[Selected extract — start]

Residents at Johns Hopkins Bayview rotate through the ethics consultation service, working alongside Carrese, who provides guidance on ethical dilemmas encountered in the course of real patient care. A master’s degree in bioethics, new this year, is offered through a collaboration between Berman and the Bloomberg School of Public Health, providing “a historical and contextual understanding of the problems in bioethics, as well as training in analyzing and evaluating moral arguments,” says Travis Rieder, the Berman Institute’s assistant director for education initiatives.

When Clinicians and Patients Disagree

Ethical questions are routine for clinicians. Under what circumstances can parents refuse vaccinations for their children? How can a care team help a terminally ill patient live out his last days in comfort when family members insist on continued interventions? What can be done when a patient with early dementia insists on going home, without fully understanding the dangers?

Berman professors teach students how to identify and frame ethical issues, weigh opposing imperatives, persuade with respect and evaluate patients for decision-making competence. Students are also trained to recognize their own moral considerations, such as a bias against people who are obese.   

“We consider ethics knowledge, attitudes and skills as essential,” says Carrese. “It has to be included in the earliest stages of medical education and all the way through. You have to think of it as a central part of your identity as a health care professional.”

Recently, Carrese was invited to give Grand Rounds in the Department of Gynecology and Obstetrics and address the case of a woman who had refused to undergo a cesarean section, even after learning of the dangers to herself and her fetus. As a result, both mother and baby required additional treatment.  

Carrese had no simple answer for his audience of about 60 people but gave this advice: “It is OK to educate and persuade, not OK to disengage or coerce.”

Ethics standards and laws evolve. In the 1950s, for example, physicians rarely burdened patients with bad news, such as a cancer diagnosis, or asked pregnant women about their childbirth choices. Today, respect for patient preferences is a cornerstone of ethical care, says Margaret Moon, a Berman faculty member and pediatrician.

But she notes that it’s important to balance respect for patient choices with a duty to promote the patient’s well-being. “Physicians can sometimes be a little intellectually lazy when they yield automatically to the patient’s wishes,” she says. “We used to be too paternalistic, and now we’re swinging in the other direction.” 

A particularly interesting problem arises when the patient is an adolescent with definite but ill-considered opinions about treatment, says Moon. She asks medical students in her ethics classes to consider the case of an adolescent who doesn’t want his HIV status discussed with a young woman who visits him daily while he is hospitalized for a related illness. The team is worried that the visitor is a sexual partner who may not be aware of the HIV risk. The patient says the woman is not his partner; the team doesn’t believe him but could be wrong.

The choice: Harming the patient by overriding his wishes and breaking confidentiality based on a duty to warn, or harming the presumptive partner by withholding information. “We teach a framework of analysis that helps us identify the ethics issues and then figure out what we know and what we need to know,” Moon says. “Students start out saying, ‘This is a problem of the public’s health, and the patient’s wishes don’t have to be respected. We can’t have someone going out and infecting people.’ But when we talk about the specifics, they often change their minds.”

Students learn that the care team had worked for years to gain the boy’s trust and guide him through a complex treatment regimen. “Their concern is that if we force him to do something he doesn’t want to do, he’ll alienate himself from care and die,” Moon says. Students also find out that good ethics start with good facts, she says. Case law, the facts of HIV transmission risk and the partner’s responsibility to engage in safe sex are all part of the discussion. “This is a great case for showing how complicated these things get.”

[Selected extract — finish]
[Supplied data — start]

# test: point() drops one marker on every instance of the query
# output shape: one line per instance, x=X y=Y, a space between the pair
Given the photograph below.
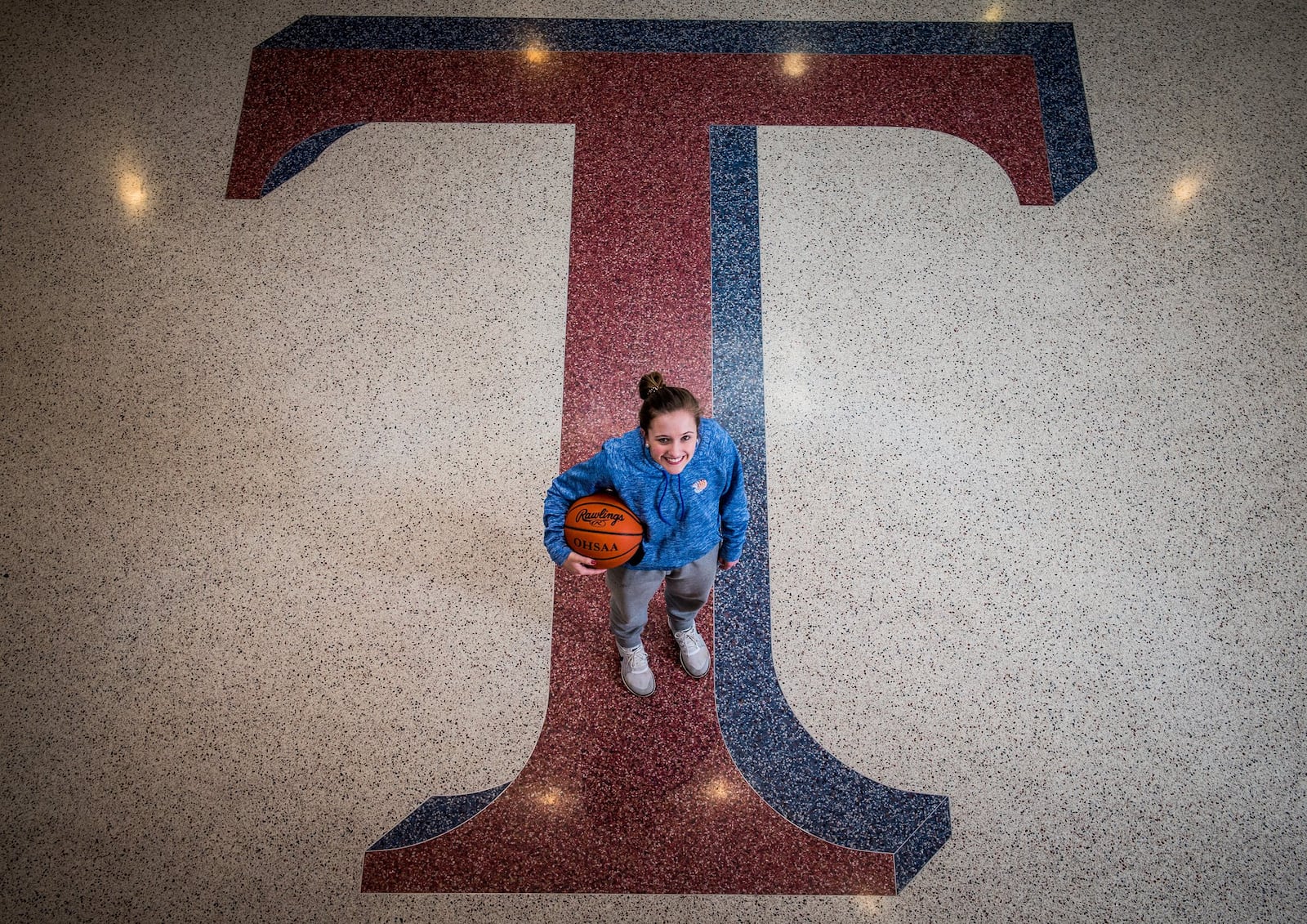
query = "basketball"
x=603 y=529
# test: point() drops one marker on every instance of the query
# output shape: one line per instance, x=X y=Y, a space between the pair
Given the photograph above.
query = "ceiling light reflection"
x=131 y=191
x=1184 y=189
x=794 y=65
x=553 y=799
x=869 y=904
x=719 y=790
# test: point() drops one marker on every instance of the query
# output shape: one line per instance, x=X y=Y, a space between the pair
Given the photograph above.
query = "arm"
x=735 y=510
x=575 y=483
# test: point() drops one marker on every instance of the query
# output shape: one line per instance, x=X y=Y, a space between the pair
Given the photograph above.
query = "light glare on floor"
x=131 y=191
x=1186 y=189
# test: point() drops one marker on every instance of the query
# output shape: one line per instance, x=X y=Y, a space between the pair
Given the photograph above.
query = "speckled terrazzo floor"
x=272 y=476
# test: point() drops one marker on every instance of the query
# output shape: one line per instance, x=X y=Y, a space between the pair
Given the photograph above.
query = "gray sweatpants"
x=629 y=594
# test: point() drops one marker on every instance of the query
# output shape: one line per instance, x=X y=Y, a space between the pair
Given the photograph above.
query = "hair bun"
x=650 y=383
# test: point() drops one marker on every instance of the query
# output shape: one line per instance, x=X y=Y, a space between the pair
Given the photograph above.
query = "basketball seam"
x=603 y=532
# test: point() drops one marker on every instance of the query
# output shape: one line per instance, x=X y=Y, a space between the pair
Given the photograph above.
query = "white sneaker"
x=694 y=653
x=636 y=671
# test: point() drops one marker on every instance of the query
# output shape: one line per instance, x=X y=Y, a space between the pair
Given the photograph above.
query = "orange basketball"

[Supplied data — finish]
[Supplied data — start]

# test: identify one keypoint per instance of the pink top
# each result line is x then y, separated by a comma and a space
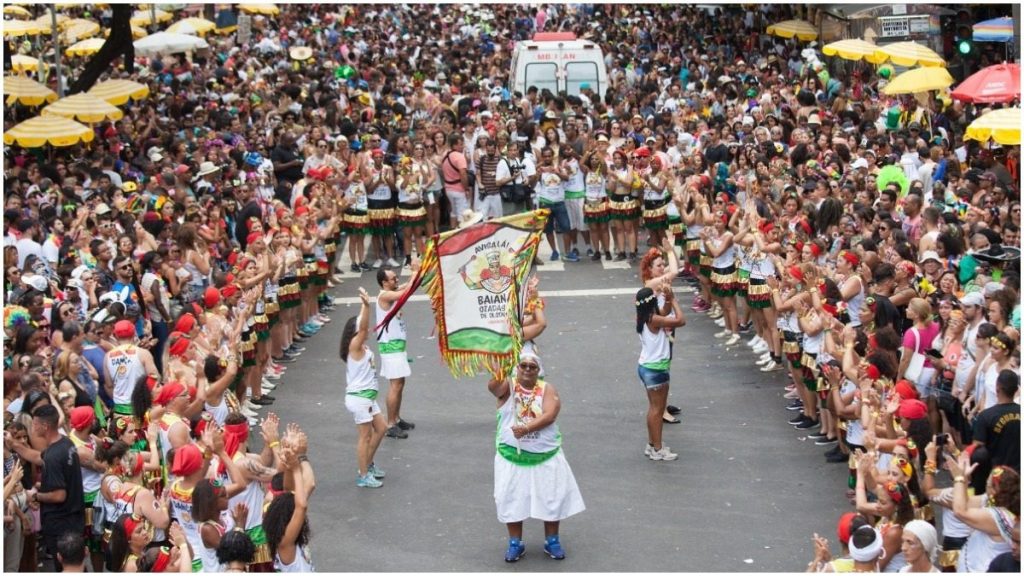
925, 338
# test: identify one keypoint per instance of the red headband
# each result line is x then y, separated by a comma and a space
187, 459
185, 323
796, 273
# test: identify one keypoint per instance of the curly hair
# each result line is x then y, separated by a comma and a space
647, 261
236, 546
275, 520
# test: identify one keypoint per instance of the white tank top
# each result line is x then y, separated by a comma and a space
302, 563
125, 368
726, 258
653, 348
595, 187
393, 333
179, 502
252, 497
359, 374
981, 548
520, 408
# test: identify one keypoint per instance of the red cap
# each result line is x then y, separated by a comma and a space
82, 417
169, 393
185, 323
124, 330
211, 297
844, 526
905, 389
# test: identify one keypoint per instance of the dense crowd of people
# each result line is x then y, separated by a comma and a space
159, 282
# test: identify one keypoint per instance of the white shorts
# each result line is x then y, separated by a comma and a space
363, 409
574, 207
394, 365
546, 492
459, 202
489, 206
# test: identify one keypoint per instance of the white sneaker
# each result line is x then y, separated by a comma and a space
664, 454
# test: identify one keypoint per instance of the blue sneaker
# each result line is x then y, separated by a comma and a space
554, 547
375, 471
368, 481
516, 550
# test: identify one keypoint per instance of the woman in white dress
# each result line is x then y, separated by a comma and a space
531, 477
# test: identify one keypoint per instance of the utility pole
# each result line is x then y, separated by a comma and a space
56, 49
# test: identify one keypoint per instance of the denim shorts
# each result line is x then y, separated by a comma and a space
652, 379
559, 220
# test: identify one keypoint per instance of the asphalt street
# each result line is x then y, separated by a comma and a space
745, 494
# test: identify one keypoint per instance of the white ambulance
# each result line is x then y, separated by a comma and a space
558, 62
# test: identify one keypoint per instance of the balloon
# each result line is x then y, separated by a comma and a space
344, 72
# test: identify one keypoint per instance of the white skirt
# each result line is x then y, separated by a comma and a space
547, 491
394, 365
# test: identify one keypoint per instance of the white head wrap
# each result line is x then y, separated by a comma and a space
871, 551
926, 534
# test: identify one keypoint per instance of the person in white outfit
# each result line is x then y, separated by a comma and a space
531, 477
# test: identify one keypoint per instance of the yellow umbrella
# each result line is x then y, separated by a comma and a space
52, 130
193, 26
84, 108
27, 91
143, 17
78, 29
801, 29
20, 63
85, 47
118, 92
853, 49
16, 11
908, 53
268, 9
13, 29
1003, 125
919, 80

[Supplied data — finish]

→ **Exercise objective**: In the article on ethics training above, list the skills given in the sentence that begins "Berman professors teach students how to".

→ **Answer below**:
- Identify and frame ethical issues
- Weigh opposing imperatives
- Persuade with respect
- Evaluate patients for decision-making competence